Text for analysis =>
The First Anglo-Sikh War broke out soon afterwards and Mouton became the only European officer to remain with the Khalsa throughout. With the Spanish engineer Hurbon he planned the entrenchments used by the Khalsa during the Battle of Ferozeshah. These were described by the British variously as excellent or atrocious, though the British general Hugh Gough called them "well constructed" and noticed his artillery had little effect upon them. Mouton advised Tej Singh to attack the British prior to the Battle of Sobraon, while they were awaiting reinforcements, but was ignored. He assisted with the planning and construction of the defences used during that battle, which he allegedly assured Tej Singh were impregnable. During the battle, the last of the war, the British suffered 1,100 casualties in their assault but were victorious. Mouton escaped to Lahore where he was captured by the British and deported to France in 1846.

Task requirements =>
**a.** According to the account of Mouton in the First Anglo-Sikh War, who did Mouton work with to plan the entrenchments at the Battle of Ferozeshah?
**b.** Write what comes next in the account of Mouton in the First Anglo-Sikh War, picking up after its final sentence.

Input data =>
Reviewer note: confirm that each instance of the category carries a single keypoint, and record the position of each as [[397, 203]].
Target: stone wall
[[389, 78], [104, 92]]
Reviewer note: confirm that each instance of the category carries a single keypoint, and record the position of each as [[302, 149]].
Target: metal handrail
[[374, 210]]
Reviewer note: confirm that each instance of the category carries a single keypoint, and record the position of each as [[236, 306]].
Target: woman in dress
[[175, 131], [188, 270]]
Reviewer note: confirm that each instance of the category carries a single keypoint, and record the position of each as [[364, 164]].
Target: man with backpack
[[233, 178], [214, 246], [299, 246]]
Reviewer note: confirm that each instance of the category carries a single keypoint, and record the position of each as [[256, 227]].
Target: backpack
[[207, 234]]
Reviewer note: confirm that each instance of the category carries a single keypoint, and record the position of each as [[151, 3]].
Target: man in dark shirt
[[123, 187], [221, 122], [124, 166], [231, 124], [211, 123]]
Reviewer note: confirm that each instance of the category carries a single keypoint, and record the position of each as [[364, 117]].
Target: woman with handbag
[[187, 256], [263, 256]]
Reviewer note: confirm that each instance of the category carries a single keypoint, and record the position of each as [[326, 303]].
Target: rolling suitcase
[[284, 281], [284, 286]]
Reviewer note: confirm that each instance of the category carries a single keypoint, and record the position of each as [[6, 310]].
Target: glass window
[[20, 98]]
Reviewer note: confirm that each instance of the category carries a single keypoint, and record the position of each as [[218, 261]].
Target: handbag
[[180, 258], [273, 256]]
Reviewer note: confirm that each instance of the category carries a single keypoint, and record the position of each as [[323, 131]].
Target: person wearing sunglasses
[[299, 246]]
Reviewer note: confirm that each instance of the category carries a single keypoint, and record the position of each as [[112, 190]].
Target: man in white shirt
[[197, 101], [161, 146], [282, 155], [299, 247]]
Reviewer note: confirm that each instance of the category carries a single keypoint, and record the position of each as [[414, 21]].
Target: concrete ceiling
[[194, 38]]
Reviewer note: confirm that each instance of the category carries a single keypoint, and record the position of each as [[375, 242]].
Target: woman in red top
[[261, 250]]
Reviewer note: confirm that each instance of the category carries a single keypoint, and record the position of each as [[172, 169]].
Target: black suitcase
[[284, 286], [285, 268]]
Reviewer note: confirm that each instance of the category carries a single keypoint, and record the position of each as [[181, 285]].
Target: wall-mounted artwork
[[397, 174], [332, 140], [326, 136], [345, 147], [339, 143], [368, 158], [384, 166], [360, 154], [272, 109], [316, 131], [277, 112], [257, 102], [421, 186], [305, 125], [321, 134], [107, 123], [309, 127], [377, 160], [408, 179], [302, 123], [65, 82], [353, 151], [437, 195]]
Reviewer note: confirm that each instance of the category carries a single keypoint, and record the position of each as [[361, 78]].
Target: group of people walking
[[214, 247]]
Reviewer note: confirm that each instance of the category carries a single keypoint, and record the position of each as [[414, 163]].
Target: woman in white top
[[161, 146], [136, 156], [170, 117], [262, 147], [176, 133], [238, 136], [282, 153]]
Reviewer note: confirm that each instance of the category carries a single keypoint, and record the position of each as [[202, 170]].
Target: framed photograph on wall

Answers to each task =>
**a.** The Spanish engineer Hurbon.

**b.**
== Later life ==
In 1846, soon after his arrival in Paris, Mouton published a report on his time in India, in which he described himself as the commander of the Sikh Khalsa's regular cavalry. He returned to the French Army, from which he had been considered on leave and which generally appreciated the service of its personnel with the Sikhs. He was appointed a captain in the 1st Regiment of the Chasseurs d'Afrique and made a chevalier of the Legion of Honour on 18 October 1848. Mouton served as a staff officer during the Crimean War (1853–56) and was honoured for this service with the award of the Order of the Medjidie 4th class by the Ottoman Empire on 5 October 1855. He was advanced to the position of officer in the Legion of Honour on 15 November 1856, by which time he held the rank of chef d'escadron in his regiment. Mouton reached the rank of colonel before his retirement in 1865. He died at Algiers on 9 November 1876. Mouton maintained a collection of Sikh art, which now forms part of the Toor Collection.